┌────────

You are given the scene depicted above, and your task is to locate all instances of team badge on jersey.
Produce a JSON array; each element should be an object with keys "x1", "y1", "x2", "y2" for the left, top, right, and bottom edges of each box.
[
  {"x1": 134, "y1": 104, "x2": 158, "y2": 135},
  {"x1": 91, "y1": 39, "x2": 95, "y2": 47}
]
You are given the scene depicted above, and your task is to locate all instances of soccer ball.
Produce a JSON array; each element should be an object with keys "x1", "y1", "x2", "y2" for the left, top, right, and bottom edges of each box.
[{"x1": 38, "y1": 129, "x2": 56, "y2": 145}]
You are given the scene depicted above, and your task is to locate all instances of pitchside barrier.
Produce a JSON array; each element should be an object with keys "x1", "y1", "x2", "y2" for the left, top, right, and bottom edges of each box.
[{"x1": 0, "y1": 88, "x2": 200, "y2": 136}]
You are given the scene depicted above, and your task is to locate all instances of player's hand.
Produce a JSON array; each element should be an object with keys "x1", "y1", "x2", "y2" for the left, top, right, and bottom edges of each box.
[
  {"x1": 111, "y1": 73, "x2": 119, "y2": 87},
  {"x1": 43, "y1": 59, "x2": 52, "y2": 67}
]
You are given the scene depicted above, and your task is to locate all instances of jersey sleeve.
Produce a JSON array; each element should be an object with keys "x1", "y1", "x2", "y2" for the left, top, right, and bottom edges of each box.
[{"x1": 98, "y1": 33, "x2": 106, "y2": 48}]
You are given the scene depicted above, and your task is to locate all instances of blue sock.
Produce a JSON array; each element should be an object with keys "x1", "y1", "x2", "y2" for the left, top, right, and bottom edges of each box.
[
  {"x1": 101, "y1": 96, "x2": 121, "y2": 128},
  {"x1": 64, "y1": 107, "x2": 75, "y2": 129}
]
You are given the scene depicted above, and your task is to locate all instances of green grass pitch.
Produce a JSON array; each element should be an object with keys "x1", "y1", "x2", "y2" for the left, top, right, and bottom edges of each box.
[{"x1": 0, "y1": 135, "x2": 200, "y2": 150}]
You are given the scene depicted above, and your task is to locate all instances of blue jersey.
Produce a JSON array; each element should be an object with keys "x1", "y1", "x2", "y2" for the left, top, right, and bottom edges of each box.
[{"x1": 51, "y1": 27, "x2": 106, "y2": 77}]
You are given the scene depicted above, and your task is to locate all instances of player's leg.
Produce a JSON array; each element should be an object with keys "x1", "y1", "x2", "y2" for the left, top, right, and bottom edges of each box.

└────────

#### [Brief]
The answer consists of every line above in which the word "instances" occurs.

#### [Solution for this exercise]
You are given the scene depicted above, and your task is to locate all instances of team badge on jersey.
You are given the scene depicted above, and your task is to locate all instances of soccer ball.
You are given the scene depicted above, and your task is to locate all instances of pitchside barrier.
You are given the scene depicted above, and your task is to locate all instances of player's hand.
You are given the scene depicted above, and your task is to locate all instances of jersey sleeve.
You are given the scene depicted above, and your task is to locate all instances of blue sock.
You are given the scene depicted above, and your task is to locate all instances of green grass pitch.
You are given the scene depicted above, and your task is to locate all instances of blue jersey.
You are given the scene depicted above, and your task is to locate all instances of player's leg.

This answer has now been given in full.